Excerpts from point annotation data
--------------------------------

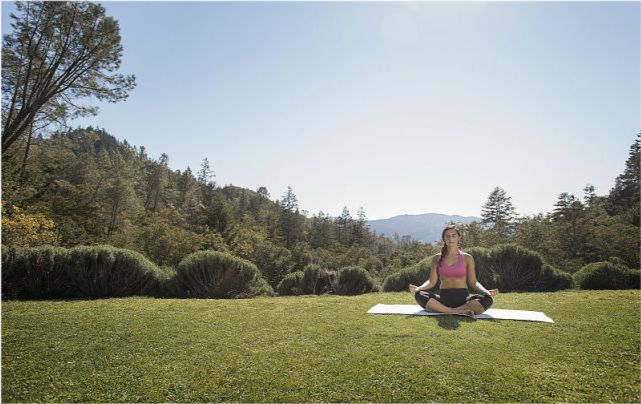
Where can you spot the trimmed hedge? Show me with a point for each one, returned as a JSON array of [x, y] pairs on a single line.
[[106, 271], [520, 269], [508, 267], [36, 273], [607, 275], [415, 274], [311, 280], [291, 285], [213, 274], [485, 271], [353, 281]]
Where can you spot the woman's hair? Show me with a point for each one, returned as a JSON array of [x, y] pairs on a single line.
[[444, 249]]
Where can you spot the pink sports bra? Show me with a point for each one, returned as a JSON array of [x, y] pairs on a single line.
[[456, 271]]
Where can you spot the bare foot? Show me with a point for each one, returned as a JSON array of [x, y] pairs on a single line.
[[469, 313]]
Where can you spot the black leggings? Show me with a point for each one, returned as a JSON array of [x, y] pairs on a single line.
[[452, 298]]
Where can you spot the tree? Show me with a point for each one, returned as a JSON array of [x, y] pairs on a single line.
[[205, 174], [588, 195], [156, 183], [624, 197], [498, 213], [571, 233], [360, 228], [290, 220], [343, 227], [58, 53]]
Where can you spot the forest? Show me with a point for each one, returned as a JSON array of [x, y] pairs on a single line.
[[85, 187]]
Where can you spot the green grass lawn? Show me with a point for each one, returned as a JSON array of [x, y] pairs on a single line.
[[320, 348]]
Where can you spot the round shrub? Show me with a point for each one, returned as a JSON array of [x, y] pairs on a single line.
[[552, 279], [484, 270], [353, 281], [415, 274], [311, 280], [213, 274], [633, 279], [291, 284], [35, 273], [106, 271], [603, 275], [520, 269]]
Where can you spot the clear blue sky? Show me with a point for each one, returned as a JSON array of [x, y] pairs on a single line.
[[396, 107]]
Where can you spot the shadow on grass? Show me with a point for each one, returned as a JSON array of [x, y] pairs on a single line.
[[450, 322]]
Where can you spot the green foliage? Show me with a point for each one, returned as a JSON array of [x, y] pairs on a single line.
[[212, 274], [507, 267], [520, 269], [353, 281], [273, 261], [291, 284], [625, 196], [415, 274], [484, 270], [106, 271], [36, 273], [311, 280], [56, 54], [606, 275]]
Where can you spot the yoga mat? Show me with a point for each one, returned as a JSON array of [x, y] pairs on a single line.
[[501, 314]]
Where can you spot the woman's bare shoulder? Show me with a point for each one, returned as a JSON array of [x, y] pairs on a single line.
[[467, 256]]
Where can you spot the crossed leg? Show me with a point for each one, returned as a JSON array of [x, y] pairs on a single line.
[[473, 305], [435, 305]]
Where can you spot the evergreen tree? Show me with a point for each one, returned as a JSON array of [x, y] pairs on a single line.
[[499, 214], [624, 197], [567, 213], [205, 174], [290, 220], [344, 224], [360, 228], [57, 53]]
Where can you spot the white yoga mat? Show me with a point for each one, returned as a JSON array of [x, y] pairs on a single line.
[[502, 314]]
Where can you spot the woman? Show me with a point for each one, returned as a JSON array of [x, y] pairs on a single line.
[[456, 270]]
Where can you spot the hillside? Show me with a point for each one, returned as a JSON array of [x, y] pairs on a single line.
[[426, 227]]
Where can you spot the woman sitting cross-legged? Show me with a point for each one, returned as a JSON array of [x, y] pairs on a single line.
[[456, 270]]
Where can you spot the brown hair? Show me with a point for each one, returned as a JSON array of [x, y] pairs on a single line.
[[444, 249]]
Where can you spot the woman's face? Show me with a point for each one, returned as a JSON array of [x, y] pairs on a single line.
[[451, 237]]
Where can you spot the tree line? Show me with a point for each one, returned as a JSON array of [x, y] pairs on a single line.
[[84, 187]]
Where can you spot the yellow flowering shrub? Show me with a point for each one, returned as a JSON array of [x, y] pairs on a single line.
[[26, 229]]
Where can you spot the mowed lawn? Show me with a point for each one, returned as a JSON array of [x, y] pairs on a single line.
[[320, 348]]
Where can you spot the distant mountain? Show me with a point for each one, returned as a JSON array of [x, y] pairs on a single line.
[[426, 227]]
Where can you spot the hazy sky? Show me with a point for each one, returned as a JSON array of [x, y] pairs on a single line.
[[396, 107]]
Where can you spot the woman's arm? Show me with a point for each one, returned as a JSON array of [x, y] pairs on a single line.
[[431, 282], [473, 282]]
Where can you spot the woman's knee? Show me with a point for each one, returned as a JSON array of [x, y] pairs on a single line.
[[486, 302], [422, 298]]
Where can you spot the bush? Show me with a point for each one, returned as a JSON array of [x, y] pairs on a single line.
[[213, 274], [106, 271], [552, 279], [35, 273], [633, 279], [606, 275], [520, 269], [291, 284], [484, 269], [416, 274], [311, 280], [273, 261], [353, 281]]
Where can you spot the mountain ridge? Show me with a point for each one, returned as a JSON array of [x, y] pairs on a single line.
[[425, 227]]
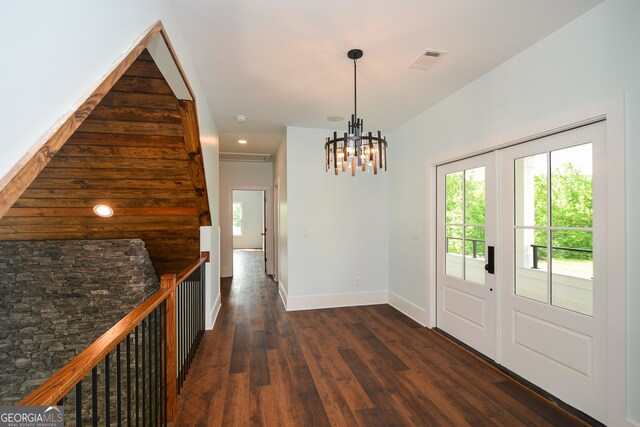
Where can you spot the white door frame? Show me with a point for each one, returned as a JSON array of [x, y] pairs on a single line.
[[613, 110], [269, 249], [276, 229]]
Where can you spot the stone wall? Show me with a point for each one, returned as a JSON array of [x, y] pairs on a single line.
[[57, 297]]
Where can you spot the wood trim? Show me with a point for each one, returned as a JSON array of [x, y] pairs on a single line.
[[13, 184], [22, 174], [63, 381], [192, 144], [168, 282], [177, 62]]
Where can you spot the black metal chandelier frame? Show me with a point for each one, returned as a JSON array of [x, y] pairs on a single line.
[[356, 149]]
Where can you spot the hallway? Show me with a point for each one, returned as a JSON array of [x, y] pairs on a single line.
[[351, 366]]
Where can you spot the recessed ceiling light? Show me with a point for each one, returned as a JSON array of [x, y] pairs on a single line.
[[103, 210]]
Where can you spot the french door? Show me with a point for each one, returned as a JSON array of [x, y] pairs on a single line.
[[543, 313], [466, 234]]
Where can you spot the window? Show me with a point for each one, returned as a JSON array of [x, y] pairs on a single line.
[[237, 219], [554, 234]]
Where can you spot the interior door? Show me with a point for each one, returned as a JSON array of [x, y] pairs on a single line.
[[465, 239], [553, 298], [264, 229]]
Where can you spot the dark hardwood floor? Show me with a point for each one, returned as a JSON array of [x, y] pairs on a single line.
[[365, 366]]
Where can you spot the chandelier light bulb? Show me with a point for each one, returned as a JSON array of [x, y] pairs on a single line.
[[366, 151]]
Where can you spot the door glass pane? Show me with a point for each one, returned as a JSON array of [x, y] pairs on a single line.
[[531, 190], [571, 194], [572, 270], [474, 193], [453, 260], [454, 197], [531, 264], [474, 259]]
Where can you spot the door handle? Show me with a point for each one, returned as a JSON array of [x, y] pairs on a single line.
[[490, 266]]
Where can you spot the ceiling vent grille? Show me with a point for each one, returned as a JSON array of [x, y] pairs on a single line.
[[427, 59], [244, 157]]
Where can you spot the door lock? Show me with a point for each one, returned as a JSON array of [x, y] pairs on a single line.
[[490, 266]]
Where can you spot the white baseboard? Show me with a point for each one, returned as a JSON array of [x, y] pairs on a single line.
[[211, 317], [335, 300], [283, 294], [408, 308]]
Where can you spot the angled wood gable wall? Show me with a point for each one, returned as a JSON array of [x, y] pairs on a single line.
[[137, 149]]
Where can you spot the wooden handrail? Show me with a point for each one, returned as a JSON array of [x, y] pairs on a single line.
[[65, 379]]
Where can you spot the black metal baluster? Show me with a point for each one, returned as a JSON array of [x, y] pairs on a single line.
[[107, 391], [189, 323], [203, 279], [156, 353], [150, 320], [137, 380], [94, 396], [79, 404], [179, 334], [118, 385], [129, 380], [164, 334], [144, 374]]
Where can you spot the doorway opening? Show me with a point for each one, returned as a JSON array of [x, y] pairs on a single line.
[[249, 229], [521, 261]]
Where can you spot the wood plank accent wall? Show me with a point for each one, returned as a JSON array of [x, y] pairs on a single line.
[[28, 168], [136, 150]]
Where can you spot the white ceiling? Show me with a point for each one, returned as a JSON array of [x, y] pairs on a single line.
[[283, 62]]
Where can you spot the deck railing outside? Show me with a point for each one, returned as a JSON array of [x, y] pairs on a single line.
[[133, 373]]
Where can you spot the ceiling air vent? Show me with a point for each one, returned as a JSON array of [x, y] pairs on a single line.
[[244, 157], [427, 59]]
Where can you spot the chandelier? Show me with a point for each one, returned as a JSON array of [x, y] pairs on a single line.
[[356, 149]]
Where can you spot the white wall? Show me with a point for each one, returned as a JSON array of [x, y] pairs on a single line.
[[252, 219], [594, 58], [337, 228], [54, 54], [280, 178], [242, 176]]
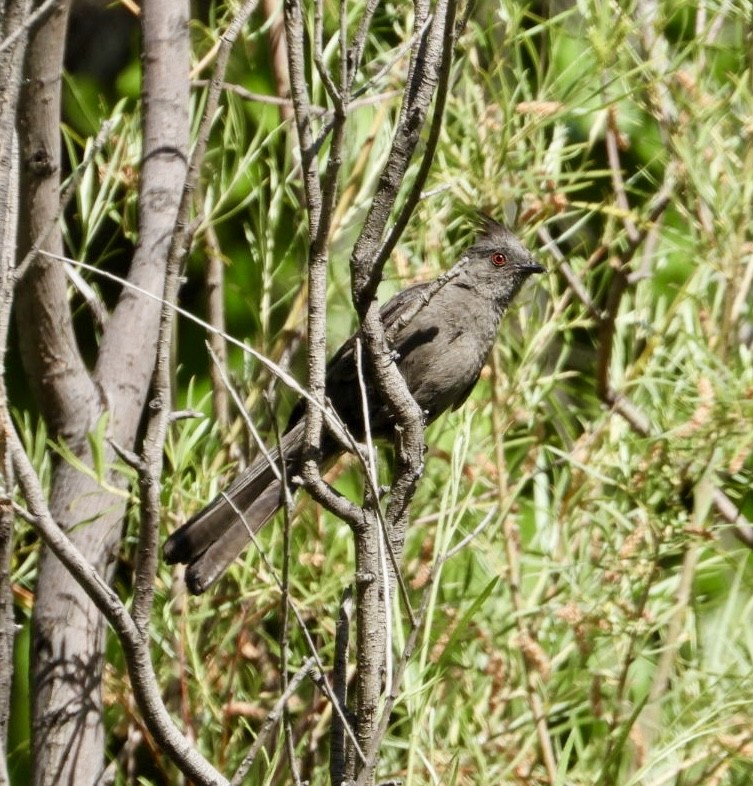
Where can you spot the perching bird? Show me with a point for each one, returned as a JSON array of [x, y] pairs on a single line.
[[440, 352]]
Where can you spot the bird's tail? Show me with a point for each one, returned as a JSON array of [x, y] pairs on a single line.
[[211, 539]]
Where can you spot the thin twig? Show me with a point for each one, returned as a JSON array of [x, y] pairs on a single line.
[[304, 630], [68, 192]]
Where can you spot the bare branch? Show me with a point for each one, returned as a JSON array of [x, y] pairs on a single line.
[[135, 646]]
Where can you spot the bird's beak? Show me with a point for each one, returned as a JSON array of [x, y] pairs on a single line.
[[532, 266]]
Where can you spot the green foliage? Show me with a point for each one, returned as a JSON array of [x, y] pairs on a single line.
[[633, 630]]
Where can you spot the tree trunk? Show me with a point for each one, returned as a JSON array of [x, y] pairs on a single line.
[[68, 631]]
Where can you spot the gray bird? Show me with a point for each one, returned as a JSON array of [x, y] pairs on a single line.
[[441, 333]]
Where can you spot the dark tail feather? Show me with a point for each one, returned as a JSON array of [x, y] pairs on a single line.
[[209, 541]]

--------------------------------

• **What to do**
Copy the listing above between the lines holding "Where can you spot the white baseboard?" and "[[28, 168], [136, 150]]", inclusive, including each request. Add 82 to every coordinate in the answers.

• **Reply**
Where can you spot the white baseboard? Show me with a point for each one, returned as a JSON array of [x, y] pairs on a single line.
[[293, 399], [417, 382], [365, 376], [490, 390]]
Where can you spot the angled wood gable wall? Show me with a point for each one, returned as a JSON array of [x, y] pairs on a single line.
[[219, 231]]
Where can you spot the wooden handrail? Show me with a point for each one, returned as a JSON array of [x, y] pairs on a single line.
[[147, 461]]
Where can you spot the black metal baluster? Show me with a point for each one, returned as a JSON array of [x, y] pairs on a single line.
[[189, 473], [271, 405], [285, 361], [238, 435], [232, 402], [219, 462], [176, 478], [161, 486], [261, 416], [200, 467], [211, 462], [246, 416], [226, 456]]
Where can you spot the doorway opening? Show me with a point for each one, returned as a JSON array of [x, y] pairs on a single line.
[[331, 311], [603, 343]]
Where can you spot the wood plank accent wall? Show me with a point for each one, returned as a JSON array of [x, y] pairs on a single line.
[[110, 250], [218, 232]]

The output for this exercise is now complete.